Locpot_class module¶

Created on Sun Oct 3 12:11:13 2021

@author: Yair Reichman

class Locpot_class.Locpot_yair(input_locpot=None, axis_index=None, is_2D=False, is_bulk_material=False, Has_interface=True, Locpot_file_name=None, Locpot_file_directory=None, Bulk_Locpot_file_name=None, Bulk_Locpot_file_directory=None, Locpot_Full_path=None, Locpot_bulk_materials_full_path=None, to_flip=False, has_flipped=False)[source]¶

Bases: object

Class of locpot where all its properties and its methods can be found

__init__(input_locpot=None, axis_index=None, is_2D=False, is_bulk_material=False, Has_interface=True, Locpot_file_name=None, Locpot_file_directory=None, Bulk_Locpot_file_name=None, Bulk_Locpot_file_directory=None, Locpot_Full_path=None, Locpot_bulk_materials_full_path=None, to_flip=False, has_flipped=False)[source]¶

Parameters

input_locpot (pymatgen.io.vasp.outputs.Locpot, optional, default: None) – Can be initialized with an existing pymatgen locpot object.
axis_index (int,{0: x, 1: y, 2: z}, optional, default: 2) – The axis index to be averaged along. (for x, insert axis_index=0, for y axis insert axis_index=1, and for z axis insert axis_index=2).
is_2D (bool, optional, default: False) – A flag that enables to perform 2D calculations. Not all functions support 2D calculations yet.
• • • • •
Task objective
Please say whether each statement agrees with the Locpot_class documentation above, answering yes or no and quoting the deciding words: (a) The class can start from an existing pymatgen locpot object. (b) Setting axis_index=1 selects the z axis. (c) Every function supports 2D calculations.
• • • • •
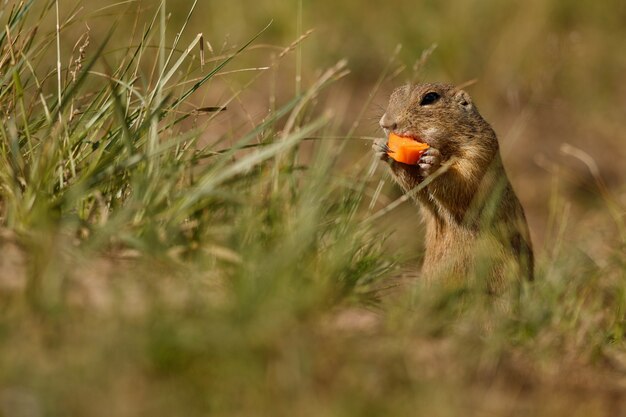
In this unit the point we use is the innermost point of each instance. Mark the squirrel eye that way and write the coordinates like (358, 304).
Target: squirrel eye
(429, 98)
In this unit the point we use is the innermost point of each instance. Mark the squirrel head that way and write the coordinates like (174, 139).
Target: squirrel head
(440, 115)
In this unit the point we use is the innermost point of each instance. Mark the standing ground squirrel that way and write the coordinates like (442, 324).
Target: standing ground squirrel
(475, 225)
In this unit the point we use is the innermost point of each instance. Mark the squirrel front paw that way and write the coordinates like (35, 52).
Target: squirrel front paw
(429, 162)
(380, 149)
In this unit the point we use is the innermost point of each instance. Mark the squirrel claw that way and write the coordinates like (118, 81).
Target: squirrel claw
(381, 149)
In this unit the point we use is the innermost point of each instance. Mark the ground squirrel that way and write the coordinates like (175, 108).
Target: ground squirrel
(475, 225)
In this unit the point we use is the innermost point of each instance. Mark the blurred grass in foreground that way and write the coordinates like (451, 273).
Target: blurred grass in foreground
(146, 272)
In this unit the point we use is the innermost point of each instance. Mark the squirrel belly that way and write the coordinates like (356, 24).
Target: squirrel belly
(475, 224)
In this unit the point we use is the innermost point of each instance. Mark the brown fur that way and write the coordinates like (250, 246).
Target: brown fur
(475, 225)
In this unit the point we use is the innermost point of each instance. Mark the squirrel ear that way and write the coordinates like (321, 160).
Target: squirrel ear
(464, 100)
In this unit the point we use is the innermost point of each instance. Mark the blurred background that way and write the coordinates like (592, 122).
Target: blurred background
(545, 73)
(238, 333)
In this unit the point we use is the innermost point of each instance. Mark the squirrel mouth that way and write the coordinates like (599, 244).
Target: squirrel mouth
(411, 136)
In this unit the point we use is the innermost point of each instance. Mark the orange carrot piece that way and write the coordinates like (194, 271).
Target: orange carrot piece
(404, 149)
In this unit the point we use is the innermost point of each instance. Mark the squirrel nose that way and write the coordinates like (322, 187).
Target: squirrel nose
(387, 124)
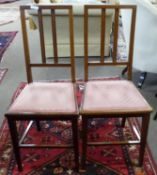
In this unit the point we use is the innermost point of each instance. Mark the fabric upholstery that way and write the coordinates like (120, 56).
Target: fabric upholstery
(45, 98)
(113, 96)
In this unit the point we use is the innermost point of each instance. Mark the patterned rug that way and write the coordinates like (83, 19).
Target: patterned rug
(107, 160)
(7, 1)
(5, 39)
(3, 71)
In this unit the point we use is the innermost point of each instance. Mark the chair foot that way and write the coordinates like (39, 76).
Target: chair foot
(124, 70)
(38, 125)
(155, 117)
(123, 122)
(142, 79)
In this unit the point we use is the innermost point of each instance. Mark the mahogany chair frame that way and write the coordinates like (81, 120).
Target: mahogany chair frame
(145, 115)
(14, 117)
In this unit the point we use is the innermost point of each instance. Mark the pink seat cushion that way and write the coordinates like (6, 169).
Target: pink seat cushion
(113, 96)
(53, 97)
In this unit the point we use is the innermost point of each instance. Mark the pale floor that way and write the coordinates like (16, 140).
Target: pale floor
(13, 60)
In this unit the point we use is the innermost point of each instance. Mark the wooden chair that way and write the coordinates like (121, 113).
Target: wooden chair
(116, 98)
(40, 101)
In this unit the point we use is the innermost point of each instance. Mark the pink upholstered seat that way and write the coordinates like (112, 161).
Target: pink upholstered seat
(111, 96)
(46, 98)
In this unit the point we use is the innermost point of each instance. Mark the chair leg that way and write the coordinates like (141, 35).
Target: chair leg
(38, 125)
(142, 79)
(14, 137)
(84, 142)
(155, 117)
(75, 142)
(123, 122)
(124, 70)
(144, 131)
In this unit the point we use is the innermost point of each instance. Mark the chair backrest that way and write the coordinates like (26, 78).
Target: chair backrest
(113, 60)
(39, 11)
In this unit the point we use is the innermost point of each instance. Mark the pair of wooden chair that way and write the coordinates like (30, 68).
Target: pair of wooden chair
(40, 101)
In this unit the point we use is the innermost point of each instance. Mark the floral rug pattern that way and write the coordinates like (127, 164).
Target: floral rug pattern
(107, 160)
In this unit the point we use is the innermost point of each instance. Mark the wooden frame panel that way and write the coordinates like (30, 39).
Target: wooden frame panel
(114, 61)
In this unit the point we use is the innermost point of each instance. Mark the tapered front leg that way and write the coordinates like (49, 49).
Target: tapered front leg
(84, 142)
(75, 142)
(144, 132)
(14, 137)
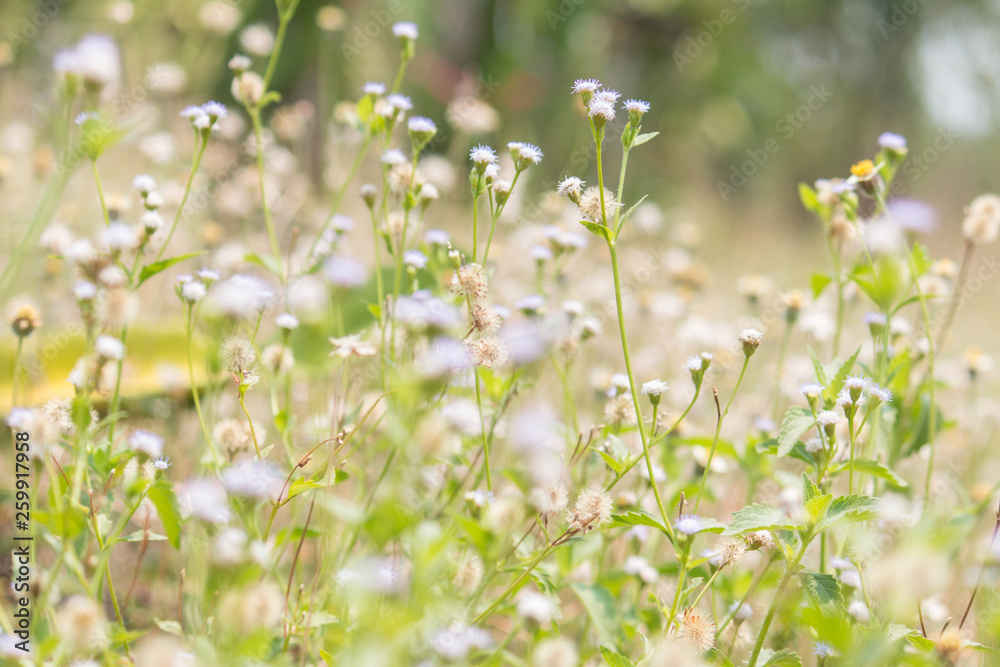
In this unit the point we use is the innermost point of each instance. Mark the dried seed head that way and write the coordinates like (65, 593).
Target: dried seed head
(485, 320)
(592, 510)
(760, 539)
(590, 204)
(730, 550)
(750, 339)
(468, 575)
(550, 500)
(697, 629)
(469, 281)
(238, 355)
(982, 220)
(489, 352)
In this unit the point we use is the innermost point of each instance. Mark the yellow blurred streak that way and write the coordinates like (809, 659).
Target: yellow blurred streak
(156, 362)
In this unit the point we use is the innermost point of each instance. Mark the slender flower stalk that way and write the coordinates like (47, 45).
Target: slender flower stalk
(720, 416)
(790, 570)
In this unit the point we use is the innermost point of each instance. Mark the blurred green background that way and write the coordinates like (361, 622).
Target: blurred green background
(821, 78)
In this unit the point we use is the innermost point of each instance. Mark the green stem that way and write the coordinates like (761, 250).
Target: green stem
(475, 220)
(339, 197)
(654, 440)
(253, 433)
(199, 151)
(268, 221)
(194, 386)
(279, 40)
(486, 441)
(117, 393)
(635, 394)
(496, 216)
(718, 430)
(789, 572)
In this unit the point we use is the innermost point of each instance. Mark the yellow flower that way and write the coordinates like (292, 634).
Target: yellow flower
(863, 169)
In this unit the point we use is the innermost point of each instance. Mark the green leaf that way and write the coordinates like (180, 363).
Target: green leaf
(921, 258)
(163, 498)
(173, 627)
(596, 229)
(643, 138)
(849, 508)
(151, 270)
(824, 590)
(783, 658)
(816, 507)
(614, 658)
(841, 375)
(621, 221)
(637, 518)
(616, 466)
(820, 371)
(718, 657)
(819, 281)
(797, 421)
(601, 607)
(759, 516)
(263, 262)
(809, 488)
(809, 199)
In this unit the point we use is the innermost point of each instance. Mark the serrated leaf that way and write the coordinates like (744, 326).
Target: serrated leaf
(824, 590)
(783, 658)
(614, 658)
(596, 229)
(601, 607)
(643, 138)
(759, 516)
(165, 501)
(849, 508)
(300, 486)
(151, 270)
(797, 421)
(621, 221)
(818, 282)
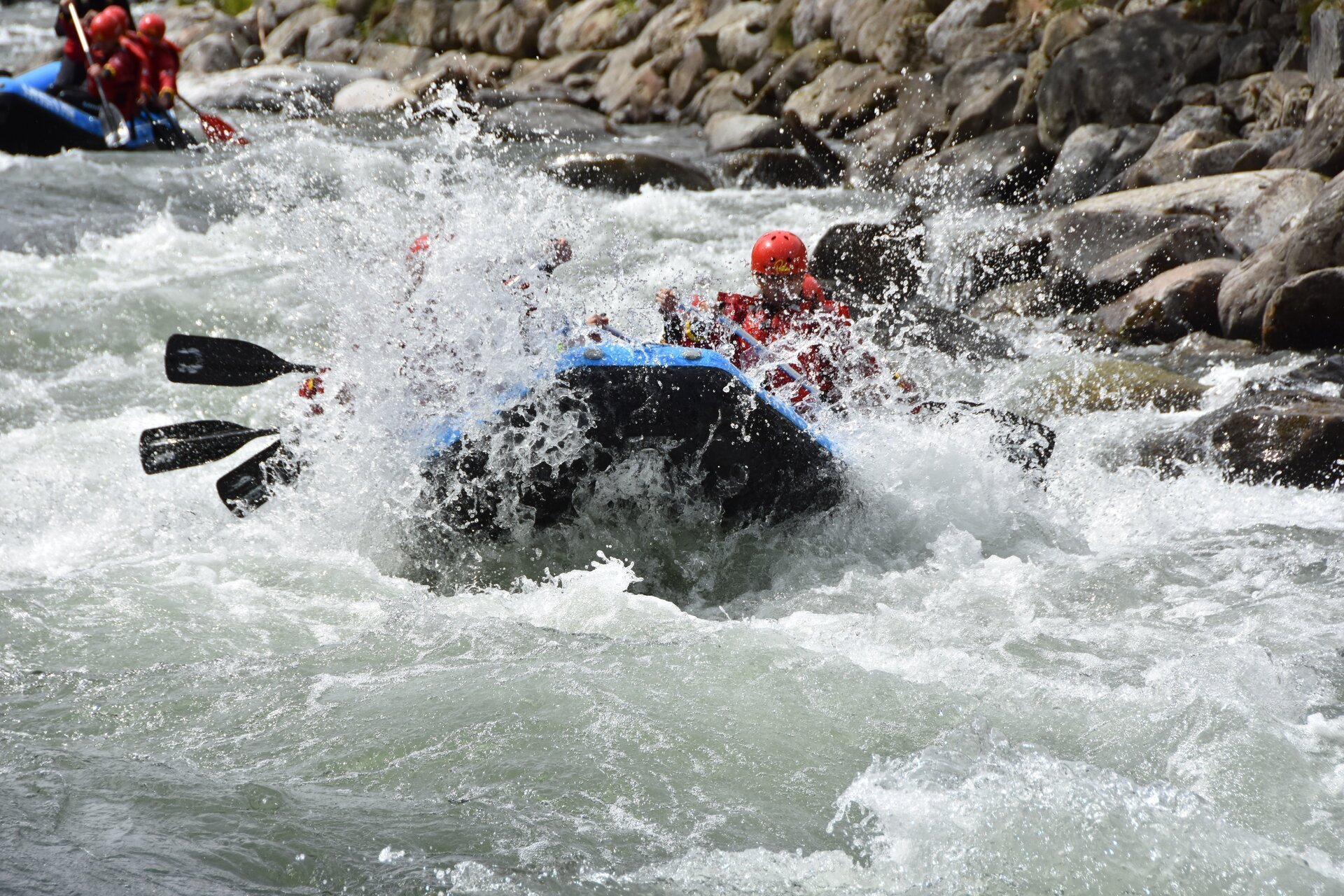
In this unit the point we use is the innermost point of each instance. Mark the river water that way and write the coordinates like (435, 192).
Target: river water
(956, 682)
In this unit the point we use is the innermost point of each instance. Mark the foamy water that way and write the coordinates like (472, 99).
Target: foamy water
(955, 682)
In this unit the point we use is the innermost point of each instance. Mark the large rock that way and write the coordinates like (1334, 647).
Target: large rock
(960, 24)
(1007, 166)
(1287, 437)
(1171, 305)
(626, 172)
(547, 121)
(371, 96)
(289, 38)
(727, 132)
(1093, 158)
(396, 61)
(1313, 242)
(1307, 312)
(872, 262)
(593, 24)
(328, 31)
(307, 88)
(213, 52)
(1195, 241)
(772, 168)
(851, 92)
(1120, 73)
(1322, 144)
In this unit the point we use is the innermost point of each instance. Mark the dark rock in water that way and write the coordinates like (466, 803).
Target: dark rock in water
(872, 262)
(626, 172)
(547, 121)
(1168, 307)
(1120, 73)
(1288, 437)
(1093, 158)
(772, 168)
(1313, 244)
(1307, 312)
(1193, 242)
(920, 324)
(1006, 166)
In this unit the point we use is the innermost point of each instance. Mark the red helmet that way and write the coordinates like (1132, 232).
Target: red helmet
(780, 253)
(108, 24)
(152, 26)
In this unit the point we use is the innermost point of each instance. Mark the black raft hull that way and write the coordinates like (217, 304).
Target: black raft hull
(691, 424)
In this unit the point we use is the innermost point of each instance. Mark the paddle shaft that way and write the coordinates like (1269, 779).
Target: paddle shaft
(758, 347)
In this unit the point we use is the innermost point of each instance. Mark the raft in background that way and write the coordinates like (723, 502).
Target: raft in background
(718, 438)
(33, 122)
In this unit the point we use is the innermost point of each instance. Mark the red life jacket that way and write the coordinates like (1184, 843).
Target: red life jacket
(159, 64)
(121, 83)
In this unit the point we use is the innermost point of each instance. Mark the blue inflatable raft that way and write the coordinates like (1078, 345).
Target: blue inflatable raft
(690, 413)
(33, 122)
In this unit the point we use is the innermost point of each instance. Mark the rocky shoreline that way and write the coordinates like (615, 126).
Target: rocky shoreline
(1177, 166)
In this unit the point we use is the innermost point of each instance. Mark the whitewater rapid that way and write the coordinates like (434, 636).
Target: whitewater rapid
(958, 682)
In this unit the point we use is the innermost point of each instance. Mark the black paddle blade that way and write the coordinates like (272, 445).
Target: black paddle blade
(176, 448)
(207, 360)
(251, 484)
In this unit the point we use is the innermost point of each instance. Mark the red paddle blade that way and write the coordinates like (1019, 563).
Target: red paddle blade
(220, 132)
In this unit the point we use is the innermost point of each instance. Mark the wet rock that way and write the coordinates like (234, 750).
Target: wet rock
(727, 132)
(1322, 143)
(1287, 437)
(1307, 312)
(1171, 305)
(772, 168)
(288, 38)
(715, 97)
(846, 94)
(626, 172)
(802, 67)
(1109, 384)
(547, 121)
(872, 262)
(213, 52)
(396, 61)
(987, 111)
(1093, 158)
(1120, 73)
(1194, 241)
(326, 33)
(1326, 57)
(1007, 166)
(593, 24)
(371, 96)
(962, 26)
(305, 88)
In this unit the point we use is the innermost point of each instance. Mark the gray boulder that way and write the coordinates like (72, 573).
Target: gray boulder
(626, 172)
(1093, 158)
(727, 132)
(328, 31)
(1174, 304)
(547, 121)
(1121, 73)
(1307, 312)
(370, 96)
(1288, 437)
(1007, 166)
(307, 88)
(213, 52)
(772, 168)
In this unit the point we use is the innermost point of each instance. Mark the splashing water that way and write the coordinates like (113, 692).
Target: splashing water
(956, 681)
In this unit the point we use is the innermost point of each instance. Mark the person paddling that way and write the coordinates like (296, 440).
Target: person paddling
(790, 320)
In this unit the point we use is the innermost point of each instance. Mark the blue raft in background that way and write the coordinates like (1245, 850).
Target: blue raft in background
(33, 122)
(737, 448)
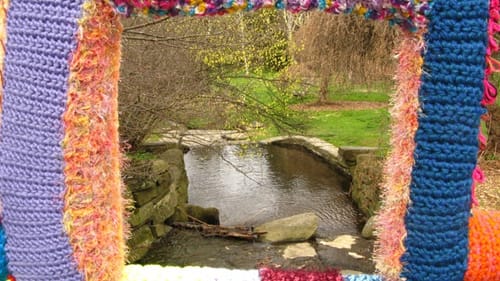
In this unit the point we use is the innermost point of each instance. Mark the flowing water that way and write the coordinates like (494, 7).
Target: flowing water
(251, 185)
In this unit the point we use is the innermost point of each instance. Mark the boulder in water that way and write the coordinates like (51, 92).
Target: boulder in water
(291, 229)
(207, 215)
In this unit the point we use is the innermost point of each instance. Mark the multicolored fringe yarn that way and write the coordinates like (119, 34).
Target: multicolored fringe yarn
(484, 245)
(41, 38)
(362, 277)
(447, 141)
(409, 14)
(390, 224)
(93, 211)
(270, 274)
(490, 91)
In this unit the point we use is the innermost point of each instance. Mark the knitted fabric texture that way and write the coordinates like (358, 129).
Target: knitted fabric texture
(93, 211)
(41, 37)
(3, 257)
(447, 141)
(390, 225)
(171, 273)
(484, 245)
(3, 37)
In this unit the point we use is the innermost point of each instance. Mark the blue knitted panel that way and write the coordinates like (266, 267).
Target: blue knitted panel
(447, 141)
(40, 41)
(3, 259)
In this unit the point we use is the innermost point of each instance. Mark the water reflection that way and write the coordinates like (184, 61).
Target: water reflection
(252, 185)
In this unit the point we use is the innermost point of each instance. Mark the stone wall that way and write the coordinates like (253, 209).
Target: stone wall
(157, 185)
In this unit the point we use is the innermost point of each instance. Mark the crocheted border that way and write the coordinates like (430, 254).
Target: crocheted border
(91, 153)
(94, 210)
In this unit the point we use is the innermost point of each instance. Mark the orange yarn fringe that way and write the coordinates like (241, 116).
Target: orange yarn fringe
(389, 222)
(484, 246)
(94, 208)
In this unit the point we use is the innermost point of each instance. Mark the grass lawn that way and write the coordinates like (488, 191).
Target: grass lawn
(351, 127)
(367, 127)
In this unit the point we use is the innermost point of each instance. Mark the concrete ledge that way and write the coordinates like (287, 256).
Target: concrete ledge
(326, 151)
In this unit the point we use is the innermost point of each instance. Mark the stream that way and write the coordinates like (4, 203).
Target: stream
(251, 185)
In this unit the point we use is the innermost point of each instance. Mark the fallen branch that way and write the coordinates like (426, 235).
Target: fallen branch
(209, 230)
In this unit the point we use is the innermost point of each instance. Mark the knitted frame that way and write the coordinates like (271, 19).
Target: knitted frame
(60, 181)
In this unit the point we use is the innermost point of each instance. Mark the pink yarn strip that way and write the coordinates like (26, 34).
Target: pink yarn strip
(389, 223)
(271, 274)
(477, 177)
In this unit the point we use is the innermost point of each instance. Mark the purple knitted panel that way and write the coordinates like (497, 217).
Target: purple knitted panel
(41, 40)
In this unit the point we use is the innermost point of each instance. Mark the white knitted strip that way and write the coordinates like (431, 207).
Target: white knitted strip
(172, 273)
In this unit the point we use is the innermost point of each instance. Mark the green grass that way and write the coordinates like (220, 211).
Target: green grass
(351, 127)
(348, 127)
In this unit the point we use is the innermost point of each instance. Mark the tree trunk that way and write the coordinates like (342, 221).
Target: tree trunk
(323, 89)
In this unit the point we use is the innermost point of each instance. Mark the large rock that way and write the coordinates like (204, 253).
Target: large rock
(292, 229)
(139, 243)
(208, 215)
(369, 228)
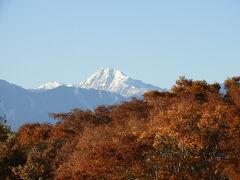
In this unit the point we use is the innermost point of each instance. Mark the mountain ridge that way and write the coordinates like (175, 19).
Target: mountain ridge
(110, 80)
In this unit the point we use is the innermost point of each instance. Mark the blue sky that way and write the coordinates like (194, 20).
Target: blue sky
(155, 41)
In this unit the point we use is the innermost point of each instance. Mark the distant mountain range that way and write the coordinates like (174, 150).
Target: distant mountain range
(105, 87)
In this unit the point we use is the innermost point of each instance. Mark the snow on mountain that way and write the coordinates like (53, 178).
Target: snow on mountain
(115, 81)
(51, 85)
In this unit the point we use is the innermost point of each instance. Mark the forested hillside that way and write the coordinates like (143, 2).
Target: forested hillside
(190, 132)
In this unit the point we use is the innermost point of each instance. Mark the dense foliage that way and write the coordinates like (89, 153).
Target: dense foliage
(190, 132)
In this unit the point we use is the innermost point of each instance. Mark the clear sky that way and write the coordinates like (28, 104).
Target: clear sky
(155, 41)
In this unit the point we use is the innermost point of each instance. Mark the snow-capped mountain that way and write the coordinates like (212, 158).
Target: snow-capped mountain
(115, 81)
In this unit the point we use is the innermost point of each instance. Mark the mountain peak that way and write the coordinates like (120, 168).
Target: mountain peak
(115, 81)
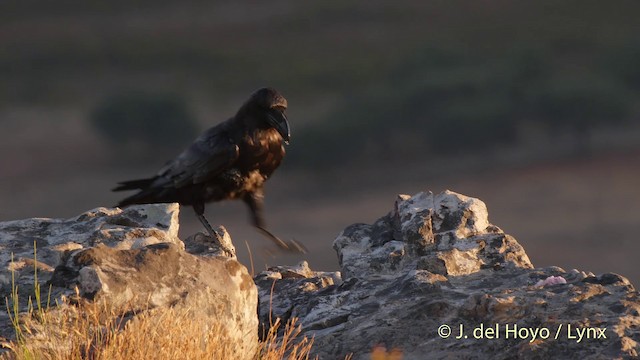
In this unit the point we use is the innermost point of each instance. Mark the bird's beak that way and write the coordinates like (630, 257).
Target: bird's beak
(278, 120)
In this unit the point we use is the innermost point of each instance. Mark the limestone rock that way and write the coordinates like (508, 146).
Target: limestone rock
(133, 258)
(437, 261)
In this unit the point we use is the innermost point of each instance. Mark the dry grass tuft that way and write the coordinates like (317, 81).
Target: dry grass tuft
(96, 331)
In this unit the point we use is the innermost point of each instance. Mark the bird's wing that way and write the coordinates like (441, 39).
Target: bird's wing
(209, 155)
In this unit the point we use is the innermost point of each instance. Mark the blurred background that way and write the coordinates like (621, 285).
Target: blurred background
(530, 106)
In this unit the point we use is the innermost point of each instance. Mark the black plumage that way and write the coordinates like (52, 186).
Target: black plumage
(231, 160)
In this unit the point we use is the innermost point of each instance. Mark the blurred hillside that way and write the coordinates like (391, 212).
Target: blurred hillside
(530, 106)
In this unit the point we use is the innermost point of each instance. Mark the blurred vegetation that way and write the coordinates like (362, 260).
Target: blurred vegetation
(143, 124)
(366, 80)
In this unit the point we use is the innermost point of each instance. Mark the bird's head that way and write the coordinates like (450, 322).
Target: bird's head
(273, 105)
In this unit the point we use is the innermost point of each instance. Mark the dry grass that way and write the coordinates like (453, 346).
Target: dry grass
(96, 331)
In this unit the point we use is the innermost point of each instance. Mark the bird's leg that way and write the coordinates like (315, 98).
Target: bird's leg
(254, 201)
(199, 209)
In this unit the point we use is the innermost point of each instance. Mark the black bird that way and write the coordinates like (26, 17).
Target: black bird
(231, 160)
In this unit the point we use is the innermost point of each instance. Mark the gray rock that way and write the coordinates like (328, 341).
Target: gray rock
(132, 258)
(437, 261)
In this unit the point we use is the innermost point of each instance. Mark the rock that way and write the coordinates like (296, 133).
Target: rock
(436, 261)
(132, 258)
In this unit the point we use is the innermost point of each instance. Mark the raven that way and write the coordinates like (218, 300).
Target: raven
(231, 160)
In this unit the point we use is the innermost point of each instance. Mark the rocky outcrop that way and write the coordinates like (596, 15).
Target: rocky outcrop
(436, 280)
(132, 258)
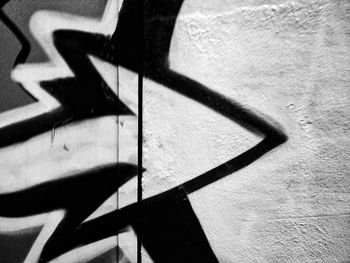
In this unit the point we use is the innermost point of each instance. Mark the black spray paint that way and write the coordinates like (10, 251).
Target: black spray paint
(167, 224)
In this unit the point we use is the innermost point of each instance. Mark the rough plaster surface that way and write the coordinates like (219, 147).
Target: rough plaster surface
(290, 61)
(287, 61)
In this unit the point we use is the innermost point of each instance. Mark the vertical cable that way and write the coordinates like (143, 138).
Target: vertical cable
(117, 248)
(140, 128)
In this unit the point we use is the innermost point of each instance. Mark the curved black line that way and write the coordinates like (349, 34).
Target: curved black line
(122, 49)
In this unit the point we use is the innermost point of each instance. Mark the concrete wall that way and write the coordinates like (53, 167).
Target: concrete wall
(286, 63)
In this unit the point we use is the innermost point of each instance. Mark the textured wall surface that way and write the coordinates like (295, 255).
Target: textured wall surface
(288, 62)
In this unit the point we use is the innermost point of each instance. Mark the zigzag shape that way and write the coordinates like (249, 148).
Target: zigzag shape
(54, 108)
(159, 22)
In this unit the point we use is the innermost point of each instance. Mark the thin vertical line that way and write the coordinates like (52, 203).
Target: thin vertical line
(140, 129)
(117, 249)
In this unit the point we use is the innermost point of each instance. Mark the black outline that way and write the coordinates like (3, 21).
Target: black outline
(158, 19)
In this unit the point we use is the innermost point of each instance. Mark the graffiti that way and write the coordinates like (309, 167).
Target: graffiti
(72, 89)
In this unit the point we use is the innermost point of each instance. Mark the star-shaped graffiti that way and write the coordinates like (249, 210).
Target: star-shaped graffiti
(72, 88)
• • • • •
Solution
(a) Yes: "Can be initialized with an existing pymatgen locpot object."
(b) No: "for y axis insert axis_index=1"
(c) No: "Not all functions support 2D calculations yet."